# SELECTED EXCERPT:
[Start of section]
To most Americans savings for retirement, the Thrift Savings Plan, Uncle’s Sam’s in-house 401k, seems like the best of all worlds. Especially for the majority of working non-feds whose companies don’t match their 401k plans, nor offer a stand-alone retirement plan like FERS and CSRS. How good is it? In an interview once, John Bogle, the founder of Vanguard and the father of the index fund, told me he wished he could get into the TSP!
So yes, its good. It has among the lowest administrative fees in the investing business. It has federal oversight, undersight, you-name-it. And it covers the nation’s elected and appointed leaders, as well as 6 million current, former and retired feds. As of Dec. 31, 2021, the were 112,880 people with million-dollar-plus accounts. Another 105,000 had between $750,000 and $999,999. And participants get matching contributions from their agencies of up to 5%.
In following its congressional mandate to keep-it-simple, keep-it-inexpensive to operate, the TSP doesn’t offer some perks that outside plans (that often cost users much, much more) do. Recently the TSP announced some more changes are forthcoming.
Many feds who move their TSP accounts when they leave or retire say its because it is easier to get at their money — and pick among more choices — in outside investments. Abraham Grungold, long-time fed who just retired, is now a full-time financial coach. Most of his clients are current or former feds. One of the changes he like to see — especially in this time of pandemic — is in the TSPs loan and repayment policies. Here’s what he wrote:
The COVID-19 pandemic has not ended, and federal employees are facing the ultimate test. They, as well as their families, can get very sick. This leaves members of the household missing work or school. Continuing health issues pose a new challenge as bills are piling up. How do you try and pay your bills? You must turn to credits cards, or maybe apply for a Thrift Savings Plan loan.
[End of section]
# MATERIAL SHOWN:
[Start of section]
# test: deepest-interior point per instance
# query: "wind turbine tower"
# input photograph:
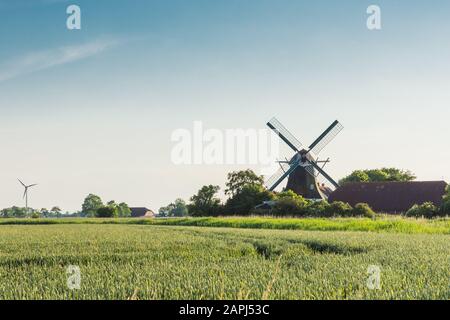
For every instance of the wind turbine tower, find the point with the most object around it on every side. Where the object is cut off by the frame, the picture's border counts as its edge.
(25, 193)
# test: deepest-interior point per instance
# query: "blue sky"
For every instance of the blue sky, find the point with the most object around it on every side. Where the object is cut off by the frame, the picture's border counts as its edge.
(92, 110)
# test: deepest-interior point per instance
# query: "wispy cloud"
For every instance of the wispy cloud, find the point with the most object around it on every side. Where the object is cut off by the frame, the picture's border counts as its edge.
(41, 60)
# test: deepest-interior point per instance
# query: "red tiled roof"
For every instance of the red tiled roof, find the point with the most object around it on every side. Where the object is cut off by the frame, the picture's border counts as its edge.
(391, 197)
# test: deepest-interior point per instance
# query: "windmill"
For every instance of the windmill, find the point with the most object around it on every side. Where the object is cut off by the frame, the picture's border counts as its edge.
(25, 193)
(304, 167)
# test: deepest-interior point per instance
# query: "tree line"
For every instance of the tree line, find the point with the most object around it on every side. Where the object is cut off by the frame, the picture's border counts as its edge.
(246, 193)
(92, 207)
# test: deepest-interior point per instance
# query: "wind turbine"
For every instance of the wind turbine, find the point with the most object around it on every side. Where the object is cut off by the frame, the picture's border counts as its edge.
(25, 193)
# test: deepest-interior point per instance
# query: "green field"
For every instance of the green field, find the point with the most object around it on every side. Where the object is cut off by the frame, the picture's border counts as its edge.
(390, 224)
(129, 261)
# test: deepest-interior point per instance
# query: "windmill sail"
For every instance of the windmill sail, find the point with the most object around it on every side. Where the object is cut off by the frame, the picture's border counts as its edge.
(280, 175)
(325, 138)
(284, 134)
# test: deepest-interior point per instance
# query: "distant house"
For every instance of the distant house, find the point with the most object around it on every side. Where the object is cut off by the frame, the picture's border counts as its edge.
(141, 212)
(391, 197)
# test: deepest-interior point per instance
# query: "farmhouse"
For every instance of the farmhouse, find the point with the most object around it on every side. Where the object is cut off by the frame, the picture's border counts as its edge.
(391, 197)
(141, 212)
[End of section]
# REQUIRED ACTION A:
In the article on the Thrift Savings Plan, how many people had million-dollar-plus accounts as of Dec. 31, 2021?
# REQUIRED ACTION B:
From the article on the Thrift Savings Plan, extract the passage starting with "To most Americans" and going on through "into the TSP!", keeping every word and mark as it appears.
# REQUIRED ACTION C:
Continue the article on the Thrift Savings Plan, picking up after its final sentence.

# WRITTEN RESPONSE A:
112,880 people

# WRITTEN RESPONSE B:
To most Americans savings for retirement, the Thrift Savings Plan, Uncle’s Sam’s in-house 401k, seems like the best of all worlds. Especially for the majority of working non-feds whose companies don’t match their 401k plans, nor offer a stand-alone retirement plan like FERS and CSRS. How good is it? In an interview once, John Bogle, the founder of Vanguard and the father of the index fund, told me he wished he could get into the TSP!

# WRITTEN RESPONSE C:
The TSP allows for one personal loan of up to 50,000 dollars, and you can pay it back on a five-year plan. With an application fee of $50, you can make the loan request online. IRAs do not allow you to take a loan, and most private company 401k plans do not allow it either. It is an optional choice for private sector employers to grant this provision in their 401k plans.
I have been reading about all the new features that could be available in the 2022 TSP. The new setup allows for more funds, online assistance, and other great features. However, empathy is not the TSP Board’s main priority.
I recently had a client who was in a difficult financial situation. He was one payment away from paying off his TSP loan. However, due to his wife’s medical issues, she could only work part-time. This left the family with a large amount of credit card debt and medical bills. I suggested taking out a TSP loan to both pay off the bills and pay himself back. For him, it is more beneficial to pay himself the interest rather than paying it to a credit card company or to the bank. He mentioned that he had to wait 60 days to request the loan because he was finishing repaying a different TSP loan. For reference, the TSP board requires participants to wait 60 days before they can take out another loan. I encouraged my client to contact the TSP and ask them to waive his 60-day period per this difficult and unexpected situation. In response, the TSP Board said there were no exceptions to their 60-day waiting period.
Long ago, I remember when I first went to Burger King. They said you can have your burger any way you want; special orders did not upset them. Similarly, over my federal career, management always said if you need help, just ask. I do not find that the TSP Board accommodates its members in the same way.
During a time of crisis, the Thrift Savings Board does not break its rules, not for financial hardships or even a pandemic. I know we had the 2021 Cares Act, but that pertained to withdrawals only. The TSP should make waiving exceptions for its members just like my client. The loan is still my client’s money, and he is willing to pay both the application fee and the loan. TSP participants should be granted a one-time pass to waive the 60-day period. No one likes to ask for help, but in times of financial hardships, the TSP board could grant this waiver to alleviate stress and burdens for their members.
Financial success can easily be achieved; it only takes a little effort.